(Stored data entries)

-=-=-=-=-

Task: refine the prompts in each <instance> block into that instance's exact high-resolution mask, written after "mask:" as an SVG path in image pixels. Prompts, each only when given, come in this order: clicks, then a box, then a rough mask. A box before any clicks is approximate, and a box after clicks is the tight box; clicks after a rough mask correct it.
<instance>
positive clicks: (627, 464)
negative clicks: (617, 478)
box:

-=-=-=-=-

REQUIRED ACTION → What is needed is an exact repetition of the lines from the first line of the records through the line containing "positive clicks: (627, 464)", both ends included, and nothing more.

PROBLEM SOLUTION →
Task: refine the prompts in each <instance> block into that instance's exact high-resolution mask, written after "mask:" as an SVG path in image pixels. Prompts, each only when given, come in this order: clicks, then a box, then a rough mask. A box before any clicks is approximate, and a box after clicks is the tight box; clicks after a rough mask correct it.
<instance>
positive clicks: (627, 464)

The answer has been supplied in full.